DATA RECORDS:
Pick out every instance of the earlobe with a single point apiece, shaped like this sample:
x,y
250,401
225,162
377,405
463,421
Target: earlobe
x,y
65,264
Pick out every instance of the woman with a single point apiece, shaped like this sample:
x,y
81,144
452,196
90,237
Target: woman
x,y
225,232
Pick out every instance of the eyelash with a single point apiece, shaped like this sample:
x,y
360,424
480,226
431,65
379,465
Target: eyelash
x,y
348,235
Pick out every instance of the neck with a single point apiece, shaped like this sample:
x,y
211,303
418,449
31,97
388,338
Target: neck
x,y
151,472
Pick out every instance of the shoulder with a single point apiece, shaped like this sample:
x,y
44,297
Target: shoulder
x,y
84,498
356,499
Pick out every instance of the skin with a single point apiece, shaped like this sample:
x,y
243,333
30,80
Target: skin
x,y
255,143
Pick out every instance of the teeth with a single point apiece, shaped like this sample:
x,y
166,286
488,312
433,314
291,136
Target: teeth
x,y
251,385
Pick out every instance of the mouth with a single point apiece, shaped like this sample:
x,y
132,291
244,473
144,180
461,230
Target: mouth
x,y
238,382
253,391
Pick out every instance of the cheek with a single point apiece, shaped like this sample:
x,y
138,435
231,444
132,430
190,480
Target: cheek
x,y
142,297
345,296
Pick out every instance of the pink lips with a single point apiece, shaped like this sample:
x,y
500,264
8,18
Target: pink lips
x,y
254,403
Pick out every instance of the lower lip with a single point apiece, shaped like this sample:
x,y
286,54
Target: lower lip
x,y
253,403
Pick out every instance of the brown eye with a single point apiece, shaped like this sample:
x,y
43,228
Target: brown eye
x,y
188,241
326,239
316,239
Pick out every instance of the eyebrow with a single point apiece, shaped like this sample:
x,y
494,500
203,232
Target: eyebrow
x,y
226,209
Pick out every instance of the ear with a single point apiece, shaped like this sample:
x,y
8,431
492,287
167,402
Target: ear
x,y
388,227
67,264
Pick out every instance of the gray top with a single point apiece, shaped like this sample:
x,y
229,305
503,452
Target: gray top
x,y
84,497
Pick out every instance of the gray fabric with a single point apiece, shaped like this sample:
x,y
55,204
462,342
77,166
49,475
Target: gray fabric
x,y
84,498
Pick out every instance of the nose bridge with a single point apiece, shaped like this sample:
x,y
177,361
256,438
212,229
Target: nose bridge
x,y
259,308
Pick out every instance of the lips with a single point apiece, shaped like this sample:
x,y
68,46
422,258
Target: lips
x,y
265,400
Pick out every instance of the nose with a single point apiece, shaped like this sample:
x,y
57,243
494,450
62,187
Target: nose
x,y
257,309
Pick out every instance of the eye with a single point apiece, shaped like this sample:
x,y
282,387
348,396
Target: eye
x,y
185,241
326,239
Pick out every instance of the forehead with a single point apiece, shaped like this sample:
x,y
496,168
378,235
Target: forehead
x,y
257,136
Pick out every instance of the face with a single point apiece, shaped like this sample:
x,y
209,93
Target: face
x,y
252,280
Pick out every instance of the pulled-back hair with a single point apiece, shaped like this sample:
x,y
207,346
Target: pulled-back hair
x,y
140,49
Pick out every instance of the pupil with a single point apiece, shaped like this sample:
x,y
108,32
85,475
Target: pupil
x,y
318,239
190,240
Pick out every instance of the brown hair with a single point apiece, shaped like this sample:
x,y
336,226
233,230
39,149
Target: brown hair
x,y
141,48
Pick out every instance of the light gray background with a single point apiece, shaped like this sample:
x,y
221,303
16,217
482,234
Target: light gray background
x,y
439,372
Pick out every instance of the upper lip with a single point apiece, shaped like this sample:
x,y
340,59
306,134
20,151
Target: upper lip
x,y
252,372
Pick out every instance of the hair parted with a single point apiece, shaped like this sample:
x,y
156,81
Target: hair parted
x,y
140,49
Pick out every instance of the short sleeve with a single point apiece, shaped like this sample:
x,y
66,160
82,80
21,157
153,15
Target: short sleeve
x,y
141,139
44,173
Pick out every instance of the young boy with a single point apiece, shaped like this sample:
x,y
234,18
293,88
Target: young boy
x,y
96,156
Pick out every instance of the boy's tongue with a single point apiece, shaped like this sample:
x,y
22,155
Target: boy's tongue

ABOUT THIS TASK:
Print every line of the records above without a single difference.

EXERCISE ANSWER:
Pick out every instance of the earlobe with a single point apiece, shaped like this sample:
x,y
250,401
225,162
377,405
463,421
Target: earlobe
x,y
65,264
Pick out every instance of the woman with a single point apiece, shaped like this sample:
x,y
81,144
452,196
90,237
Target: woman
x,y
225,232
Pick out every instance of the eyelash with a single point apiece, shaped like this sample:
x,y
360,424
480,226
431,65
379,465
Target: eyelash
x,y
348,235
Pick out every instance of the neck with a single point apiece, shaped like this sample:
x,y
211,303
418,449
31,97
388,338
Target: neck
x,y
151,472
Pick out every instance of the shoulder with a single point apiece, shaped like this sample:
x,y
44,297
Target: shoulder
x,y
84,498
356,499
Pick out every instance of the skin with a single point apiece, shaped like this sample:
x,y
243,333
30,80
Target: skin
x,y
255,143
Pick out every instance of the teeth with a single point apiece, shaped like this sample:
x,y
166,286
488,312
433,314
291,136
Target: teeth
x,y
251,385
Pick out every instance of the mouth with a single point apiece, shaped like this sample:
x,y
132,291
244,473
144,180
461,230
Target: mouth
x,y
238,382
253,391
Pick out every instance of the cheek with a single point apiece, shaped like this sample:
x,y
138,435
231,444
132,430
190,480
Target: cheek
x,y
142,297
345,296
Pick out every instance of the pink lips with a single point apiece, shaped like this sample:
x,y
500,264
8,18
Target: pink lips
x,y
254,403
Pick out every instance of the lower lip with a single point apiece, shaped like this sample:
x,y
286,54
Target: lower lip
x,y
253,403
Pick out every instance of the brown eye with a single point apiece, shaped like this sample:
x,y
43,228
Target: brown eye
x,y
188,241
326,239
316,239
Pick out every instance of the eyebrow with a single point apiece, shaped like this sample:
x,y
494,500
203,232
Target: eyebrow
x,y
226,209
Pick out every instance of the ear with a single point apiece, shaped like this sample:
x,y
8,431
492,287
167,402
Target: ear
x,y
388,227
67,264
Pick out every instance of the gray top with a single point apiece, shaped like this sample:
x,y
229,305
503,452
Target: gray top
x,y
84,497
Pick out every instance of the gray fabric with a single point apiece, shaped like this sample:
x,y
55,204
462,342
77,166
49,475
Target: gray fabric
x,y
84,498
Pick out every instance of the nose bridge with a single point apiece, shaped like this sample:
x,y
177,361
256,438
212,229
Target: nose bridge
x,y
259,308
Pick out every instance of the lips with a single point apiece, shaped like this sample:
x,y
68,46
422,258
Target: lips
x,y
265,400
Pick out every instance of the nose with a single point apiece, shaped like this sample:
x,y
57,243
494,450
62,187
Target: nose
x,y
257,309
Pick out every instance of the eye with a single point apiece, shaped like this sample:
x,y
282,387
348,396
Target: eye
x,y
185,241
326,239
Pick out every instance of the forehead with a single point apiece, shaped like this sample:
x,y
496,168
378,235
Target: forehead
x,y
257,136
Pick out every instance of the face with a single point apiece, shaped like this sample:
x,y
209,93
Target: face
x,y
252,280
Pick out every instance of the pulled-back hair with a single point apiece, shaped like this sample:
x,y
207,346
Target: pulled-back hair
x,y
140,49
Pick out every instance of the pupil with a single point apiece, shaped like this sample:
x,y
108,32
85,475
Target: pupil
x,y
318,239
190,240
Pick out every instance of the brown hair with a single point apiece, shaped like this sample:
x,y
336,226
233,230
39,149
Target: brown hair
x,y
141,48
Pick out every instance of the light gray background with a single point apiece, shaped like this sample:
x,y
221,303
16,217
482,234
Target: light gray background
x,y
439,372
Pick out every instance of the upper lip with a single point apiece, shaped like this sample:
x,y
340,59
306,134
20,151
Target: upper lip
x,y
252,372
Pick out every instance of the hair parted with a single point apiece, shaped like this sample:
x,y
156,81
Target: hair parted
x,y
140,49
Pick out every instance of the short sleeve with a single point apiece, shaped like this sample:
x,y
66,160
82,80
21,157
153,15
Target: short sleeve
x,y
141,139
44,173
Pick out every instance of the young boy with a single point apiece, shaped like this sample:
x,y
234,18
293,88
Target: young boy
x,y
96,156
Pick out every instance of the boy's tongue with a single point apiece, shaped like this sample:
x,y
22,155
Target: boy's tongue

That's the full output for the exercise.